§ GOAL
Can you rewrite the rows below, starting at the line that contains "of the yellow" and ending at the line that contains "x=306 y=165", changing "single line" to "separate line" and leaving everything else as it is?

§ GIVEN DATA
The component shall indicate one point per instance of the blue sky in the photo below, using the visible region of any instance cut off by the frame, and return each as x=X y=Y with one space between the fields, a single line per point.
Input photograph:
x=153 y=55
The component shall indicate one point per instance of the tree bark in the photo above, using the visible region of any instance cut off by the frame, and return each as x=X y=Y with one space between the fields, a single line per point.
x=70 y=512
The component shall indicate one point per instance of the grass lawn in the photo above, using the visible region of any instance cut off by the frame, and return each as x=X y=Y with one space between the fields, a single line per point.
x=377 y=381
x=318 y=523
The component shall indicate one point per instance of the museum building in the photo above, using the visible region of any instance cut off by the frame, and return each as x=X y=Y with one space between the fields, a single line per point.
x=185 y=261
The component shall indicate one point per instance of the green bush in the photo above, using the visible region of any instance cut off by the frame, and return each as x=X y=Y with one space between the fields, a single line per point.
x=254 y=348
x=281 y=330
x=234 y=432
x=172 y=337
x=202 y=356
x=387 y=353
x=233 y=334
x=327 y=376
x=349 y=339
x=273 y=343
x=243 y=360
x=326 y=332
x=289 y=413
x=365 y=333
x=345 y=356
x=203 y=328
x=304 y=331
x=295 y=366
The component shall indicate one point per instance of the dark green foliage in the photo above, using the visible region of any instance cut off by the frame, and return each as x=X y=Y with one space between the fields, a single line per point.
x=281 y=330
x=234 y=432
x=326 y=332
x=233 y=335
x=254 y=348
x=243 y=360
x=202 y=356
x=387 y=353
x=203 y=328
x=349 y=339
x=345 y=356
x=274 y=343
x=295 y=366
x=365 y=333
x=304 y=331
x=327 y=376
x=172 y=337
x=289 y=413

...

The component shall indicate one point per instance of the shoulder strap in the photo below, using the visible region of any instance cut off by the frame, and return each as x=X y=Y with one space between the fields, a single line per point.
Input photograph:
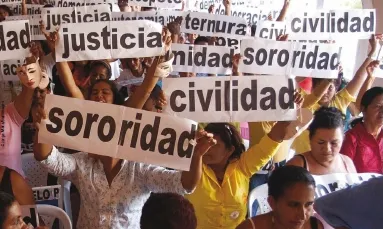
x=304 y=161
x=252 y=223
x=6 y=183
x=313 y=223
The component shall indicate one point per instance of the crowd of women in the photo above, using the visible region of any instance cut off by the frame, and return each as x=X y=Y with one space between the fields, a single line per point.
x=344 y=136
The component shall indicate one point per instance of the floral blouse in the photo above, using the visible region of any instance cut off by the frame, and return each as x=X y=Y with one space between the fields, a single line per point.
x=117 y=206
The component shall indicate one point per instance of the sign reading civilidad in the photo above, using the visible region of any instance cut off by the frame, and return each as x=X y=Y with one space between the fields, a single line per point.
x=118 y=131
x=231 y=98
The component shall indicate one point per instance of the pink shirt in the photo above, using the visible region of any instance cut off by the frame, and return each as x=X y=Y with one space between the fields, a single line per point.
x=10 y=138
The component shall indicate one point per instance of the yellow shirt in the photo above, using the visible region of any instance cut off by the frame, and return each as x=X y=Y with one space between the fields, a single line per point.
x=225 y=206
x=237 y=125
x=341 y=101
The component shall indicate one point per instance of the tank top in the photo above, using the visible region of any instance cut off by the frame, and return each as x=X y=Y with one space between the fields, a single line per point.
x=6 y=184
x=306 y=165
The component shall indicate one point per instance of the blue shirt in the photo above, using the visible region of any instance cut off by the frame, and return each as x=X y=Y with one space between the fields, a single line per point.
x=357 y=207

* * *

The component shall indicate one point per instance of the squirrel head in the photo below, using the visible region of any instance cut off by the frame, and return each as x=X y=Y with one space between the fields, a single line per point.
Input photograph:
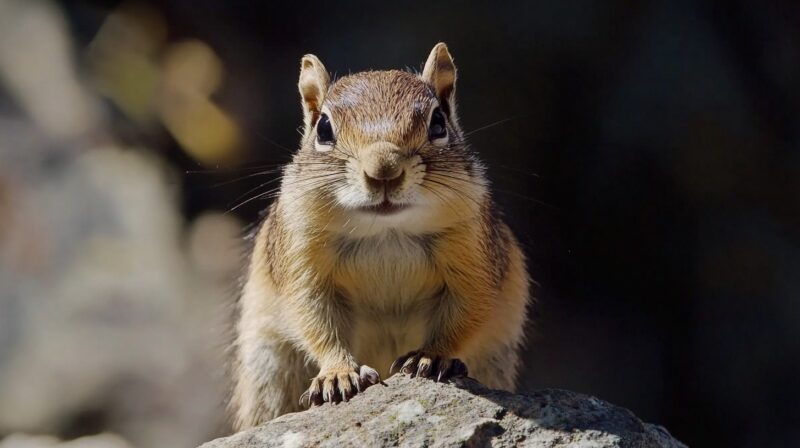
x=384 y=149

§ WRITTEN REPLY
The component shall indicate one point per instance of the yellow shirt in the photo above, using the visible region of any instance cut off by the frame, and return each as x=X y=Y with one space between the fields, a separate line per point.
x=225 y=206
x=237 y=125
x=341 y=101
The component shall indicate one point per instance of the tank top in the photo above, using the visible region of any instance cut off by the frame, and return each as x=X y=Y with one space between the fields, a separate line per point.
x=6 y=184
x=306 y=165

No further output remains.